Microsoft has beefed up its Enhanced Mitigation Experience Toolkit (EMET), adding features designed to block more exploits.
The release of the technical review (beta) version of the tool, EMET 5.0, follows the discovery of new attacks against earlier versions of the technology. EMET 5.0 beta comes with a feature called Attack Surface Reduction that makes it easier for corporate security managers to apply usage policies or block Java, Flash Player and third-party browser plug-ins.
Using the tool, Java, for example, could be enabled for intranet applications but blocked when it comes to sourcing anything from the wilds of the worldwide web. In a similar way, Flash could be allowed to run when executed directly from a browser but blocked from execution in cases where it appears in a PDF or an Office file. The latest version of the tool is "not [yet] ready for wide enterprise deployment," as Redmond security gnomes explain.

- [ENTRIES]:
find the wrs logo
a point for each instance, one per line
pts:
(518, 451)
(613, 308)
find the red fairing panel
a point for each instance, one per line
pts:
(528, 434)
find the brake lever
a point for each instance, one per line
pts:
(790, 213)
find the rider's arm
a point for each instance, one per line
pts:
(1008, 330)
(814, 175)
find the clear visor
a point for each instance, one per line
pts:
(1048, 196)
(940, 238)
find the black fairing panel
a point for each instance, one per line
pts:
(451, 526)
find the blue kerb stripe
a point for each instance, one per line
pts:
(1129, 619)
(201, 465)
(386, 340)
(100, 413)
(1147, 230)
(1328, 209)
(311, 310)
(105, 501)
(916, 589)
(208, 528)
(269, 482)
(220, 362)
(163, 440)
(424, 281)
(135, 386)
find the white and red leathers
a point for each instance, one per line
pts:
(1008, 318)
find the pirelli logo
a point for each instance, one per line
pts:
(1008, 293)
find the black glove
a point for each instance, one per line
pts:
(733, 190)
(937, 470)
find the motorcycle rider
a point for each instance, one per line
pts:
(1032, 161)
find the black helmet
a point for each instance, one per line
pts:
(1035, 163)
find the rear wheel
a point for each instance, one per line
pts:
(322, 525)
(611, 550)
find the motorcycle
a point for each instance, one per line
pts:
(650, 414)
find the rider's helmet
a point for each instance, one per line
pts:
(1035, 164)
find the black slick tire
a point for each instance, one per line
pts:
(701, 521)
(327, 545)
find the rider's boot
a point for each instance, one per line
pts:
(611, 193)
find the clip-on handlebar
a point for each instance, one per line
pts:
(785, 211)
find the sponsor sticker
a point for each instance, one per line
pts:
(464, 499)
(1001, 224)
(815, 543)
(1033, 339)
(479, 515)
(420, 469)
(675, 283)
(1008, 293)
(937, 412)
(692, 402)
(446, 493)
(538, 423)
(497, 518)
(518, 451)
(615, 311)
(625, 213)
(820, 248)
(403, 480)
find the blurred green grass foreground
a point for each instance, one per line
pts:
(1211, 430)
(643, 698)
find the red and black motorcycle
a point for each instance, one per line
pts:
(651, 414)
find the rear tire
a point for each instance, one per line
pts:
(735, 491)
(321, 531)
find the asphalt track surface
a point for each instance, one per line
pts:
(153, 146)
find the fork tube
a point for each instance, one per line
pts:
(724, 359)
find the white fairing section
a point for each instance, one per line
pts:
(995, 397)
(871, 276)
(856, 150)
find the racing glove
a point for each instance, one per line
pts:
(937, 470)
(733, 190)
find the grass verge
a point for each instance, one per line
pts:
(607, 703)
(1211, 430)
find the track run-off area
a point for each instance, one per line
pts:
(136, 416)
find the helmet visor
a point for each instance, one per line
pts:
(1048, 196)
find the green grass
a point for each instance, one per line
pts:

- [GOAL]:
Extend the article above about Microsoft's EMET 5.0 beta, starting right after its last sentence.

- [REPLY]:
Version 5 of EMET also comes with a revamped version of Export Address Table Filtering as well as enabling "deep hooks" mitigation by default. The latter modification is crucial in blocking holes in EMET 4.1 discovered by security researchers at security through virtualisation startup Bromium, and unveiled at the B-Sides security conference in San Francisco earlier this week.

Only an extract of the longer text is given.